Copy all the entries word for word, but omit the pictures.

[Records supplied]:
▼▼▼
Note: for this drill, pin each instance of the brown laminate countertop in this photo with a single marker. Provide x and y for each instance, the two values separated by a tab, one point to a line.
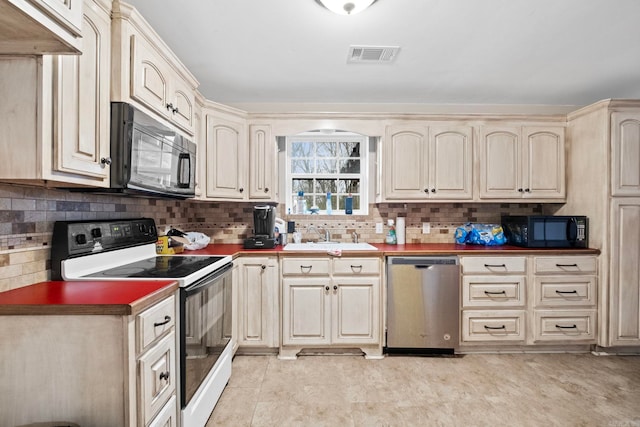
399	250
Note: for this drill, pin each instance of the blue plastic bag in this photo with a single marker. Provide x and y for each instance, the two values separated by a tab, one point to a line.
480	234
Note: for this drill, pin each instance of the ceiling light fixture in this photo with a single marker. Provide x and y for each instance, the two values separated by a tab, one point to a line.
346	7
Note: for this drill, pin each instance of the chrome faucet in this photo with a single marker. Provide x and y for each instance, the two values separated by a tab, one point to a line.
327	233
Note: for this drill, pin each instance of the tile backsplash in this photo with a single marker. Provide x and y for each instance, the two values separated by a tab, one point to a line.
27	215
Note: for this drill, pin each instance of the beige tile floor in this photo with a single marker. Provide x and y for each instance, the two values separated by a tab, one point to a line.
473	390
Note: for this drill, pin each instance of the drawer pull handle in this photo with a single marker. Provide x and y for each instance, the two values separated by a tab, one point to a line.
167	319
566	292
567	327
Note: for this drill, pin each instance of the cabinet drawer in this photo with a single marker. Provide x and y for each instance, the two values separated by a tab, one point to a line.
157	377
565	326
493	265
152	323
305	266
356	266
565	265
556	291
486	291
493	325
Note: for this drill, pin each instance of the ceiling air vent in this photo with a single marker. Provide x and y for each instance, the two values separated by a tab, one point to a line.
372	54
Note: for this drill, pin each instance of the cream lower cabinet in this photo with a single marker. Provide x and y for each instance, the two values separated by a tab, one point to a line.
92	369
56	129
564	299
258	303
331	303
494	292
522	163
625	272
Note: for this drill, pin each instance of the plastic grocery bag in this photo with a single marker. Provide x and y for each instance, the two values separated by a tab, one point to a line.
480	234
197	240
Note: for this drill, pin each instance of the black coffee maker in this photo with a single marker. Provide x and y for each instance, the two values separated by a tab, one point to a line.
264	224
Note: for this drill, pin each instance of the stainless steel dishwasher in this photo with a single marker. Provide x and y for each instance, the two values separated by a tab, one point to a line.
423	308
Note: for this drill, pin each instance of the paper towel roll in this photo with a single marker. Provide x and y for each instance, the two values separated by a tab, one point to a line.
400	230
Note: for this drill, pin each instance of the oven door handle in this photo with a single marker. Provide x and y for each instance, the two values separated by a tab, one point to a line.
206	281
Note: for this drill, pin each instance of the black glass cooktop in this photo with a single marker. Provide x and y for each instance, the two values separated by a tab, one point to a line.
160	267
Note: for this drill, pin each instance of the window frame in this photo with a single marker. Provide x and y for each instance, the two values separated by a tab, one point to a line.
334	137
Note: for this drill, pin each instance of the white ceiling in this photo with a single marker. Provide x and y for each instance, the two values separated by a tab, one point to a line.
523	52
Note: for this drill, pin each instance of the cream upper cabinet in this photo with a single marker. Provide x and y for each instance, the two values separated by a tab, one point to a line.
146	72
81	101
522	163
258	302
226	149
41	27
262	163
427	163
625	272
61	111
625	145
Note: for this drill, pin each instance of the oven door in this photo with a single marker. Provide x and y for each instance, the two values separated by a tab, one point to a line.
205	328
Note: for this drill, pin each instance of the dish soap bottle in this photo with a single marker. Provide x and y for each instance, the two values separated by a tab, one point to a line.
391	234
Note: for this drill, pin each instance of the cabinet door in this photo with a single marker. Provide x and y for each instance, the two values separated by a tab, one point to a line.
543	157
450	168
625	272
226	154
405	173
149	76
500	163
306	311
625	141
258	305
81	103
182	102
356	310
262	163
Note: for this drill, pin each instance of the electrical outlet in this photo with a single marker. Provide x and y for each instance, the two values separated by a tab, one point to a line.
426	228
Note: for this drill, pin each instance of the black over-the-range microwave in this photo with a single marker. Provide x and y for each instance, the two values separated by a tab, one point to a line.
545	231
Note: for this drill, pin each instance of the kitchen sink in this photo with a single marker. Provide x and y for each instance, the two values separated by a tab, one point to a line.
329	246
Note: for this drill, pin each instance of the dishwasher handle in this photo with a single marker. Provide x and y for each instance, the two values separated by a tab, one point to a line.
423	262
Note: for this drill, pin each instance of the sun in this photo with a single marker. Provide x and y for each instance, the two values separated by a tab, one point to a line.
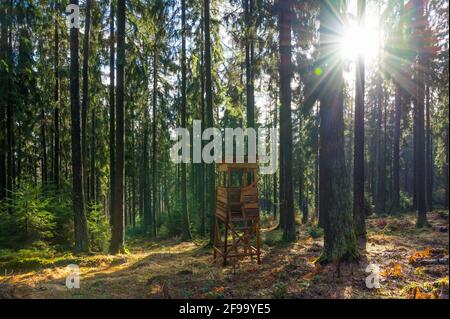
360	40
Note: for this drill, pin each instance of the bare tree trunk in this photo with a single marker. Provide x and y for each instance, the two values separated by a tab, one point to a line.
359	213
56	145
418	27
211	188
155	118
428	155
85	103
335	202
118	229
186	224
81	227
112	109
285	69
▲▲▲
[Result of this exercise]:
Note: for this drill, pin each instance of the brown laminate countertop in this photo with a single marker. Provide x and y for each instance, the two values separated by a tab, one point to a line.
399	250
Note: for this drill, pin each instance of the blue plastic bag in this photo with a single marker. Provide x and y for each instance, the two values separated by a tab, one point to a line.
480	234
Note: for this drill, pin each instance of the ceiling light fixture in this photo with a single marker. Provide x and y for each instance, the two values separated by a tab, one point to a line.
346	7
Note: for this drill, pin each instance of the chrome faucet in this photo with a single marker. Provide x and y for each instance, the two values separated by a tab, one point to a line.
327	233
Note: for this drill, pin each instance of the tile backsplash in this photo with a single marker. Provide x and y for each instance, the two values separated by a tab, one point to a line.
27	215
Note: for this drill, pin each instance of the beige tile floor in this photo with a single marker. Provide x and y for each instance, the two values separated by a tab, one point to a line.
473	390
Note: for this drill, pin each instance of the drawer pull handle in this photo with a single marker. Provide x and y for each instance, the two values separated by a tab, one point to a line.
167	319
566	292
567	327
Note: for this drill, pin each instance of the cabinet drawer in this photo with a single marker. Provide x and y for each instance, the two values separated by a tab, one point to a line.
157	377
565	326
493	265
152	323
305	266
356	266
565	265
556	291
486	291
493	325
Note: for this drill, pin each instance of the ceiling air vent in this photo with a single marker. Provide x and y for each instance, the two values separated by a tab, one point to a line.
372	54
Note: for this drill, pin each instance of the cream lower cabinet in this photo with a single marker. Provide x and y for each instance, the two values separated by a tab, one point to a line.
92	369
56	129
564	299
258	303
331	303
494	292
522	163
625	272
Note: for this drill, pin each instance of the plastic grocery bag in this photo with a single marker. Provide x and y for each instance, the two values separated by a tab, one point to a line.
480	234
197	240
Note: for this drill, pin each instance of the black coffee maker in this photo with a single marker. Provide x and y for each instance, the two values separated by a tab, one point to a line.
264	224
Note: for this drill, pin each instance of the stainless steel dishwasher in this photo with a single marker. Provide x and y for each instance, the two values separated by a tab, one point to a line.
423	308
Note: for this drill, pin each instance of the paper towel roll in this photo with a single marker. Provide x and y for each instance, the two values separated by a tab, one point to a line.
400	230
Note: for this drill, pin each instance of the oven door handle in this photo with a single marker. Provide x and y for each instance, the two values separated by a tab, one point to a line.
206	281
Note: for this drill, pin each instance of the black glass cooktop in this photo with a single marker. Provide x and y for each instance, the two values separated by a tab, one point to a line.
160	267
Note: for this drill, pin each instance of the window frame in this photo with a single marker. Provide x and y for each instance, the two values separated by a tab, one point to a line.
334	137
Note: for this drill, pin each instance of the white ceiling in this photo with a single marker. Provide x and y for each instance, the two values separated by a tab, one point to a line.
523	52
Note: for this drill, pin each instance of the cream upper cabinet in this photo with a single marker. Provide x and y for each instance, the two values separated by a tab, one point to a line.
146	72
81	101
522	163
258	302
226	149
41	27
262	163
427	163
625	272
61	111
625	145
Note: for this drill, pin each instance of the oven door in this photo with a single marker. Provide x and y for each instance, the two values separated by a tab, one point to a line.
205	328
Note: for this drill, pin each instance of the dish soap bottle in this photo with a single marker. Provide x and y for each instance, the two values separated by a tab, one point to a line.
391	234
Note: for this drill, pin each instance of the cabinet door in this photo with a single marker. Provide x and y for each instance, the two values separated by a tab, one point to a line.
543	157
450	168
625	272
226	154
405	173
149	76
500	163
306	311
625	141
258	305
81	103
182	102
356	310
262	163
Note: for this drill, pin each instance of the electrical outlet in this photo with a single marker. Provide x and y for each instance, the two values separated by a tab, one point to a line.
426	228
Note: for this drill, pin each instance of the black over-the-range microwave in this photo with a single marker. Provide x and y for each instance, the two values separated by a tab, one point to a line.
545	231
Note: for this drill, pin each instance of the kitchen sink in this photo with a single marker. Provide x and y for each instance, the two values separated by a tab, one point to a line.
329	246
Note: for this drill, pin each instance of the dishwasher handle in this photo with a single marker. Provide x and y for each instance, the two values separated by a tab, one point to a line.
423	262
Note: for this drill, pin each instance of the sun in this photo with a single marker. Provide x and y for each instance, the two values separated by a tab, one point to a line.
360	40
Note: for this drill, pin each instance of the bare tree trunk in this photo with a single marker. Provide x and y for each instance, the two values separated by a tab, one point to a line.
359	213
56	145
418	27
211	188
155	118
428	155
85	103
335	202
118	229
186	224
81	227
112	109
285	69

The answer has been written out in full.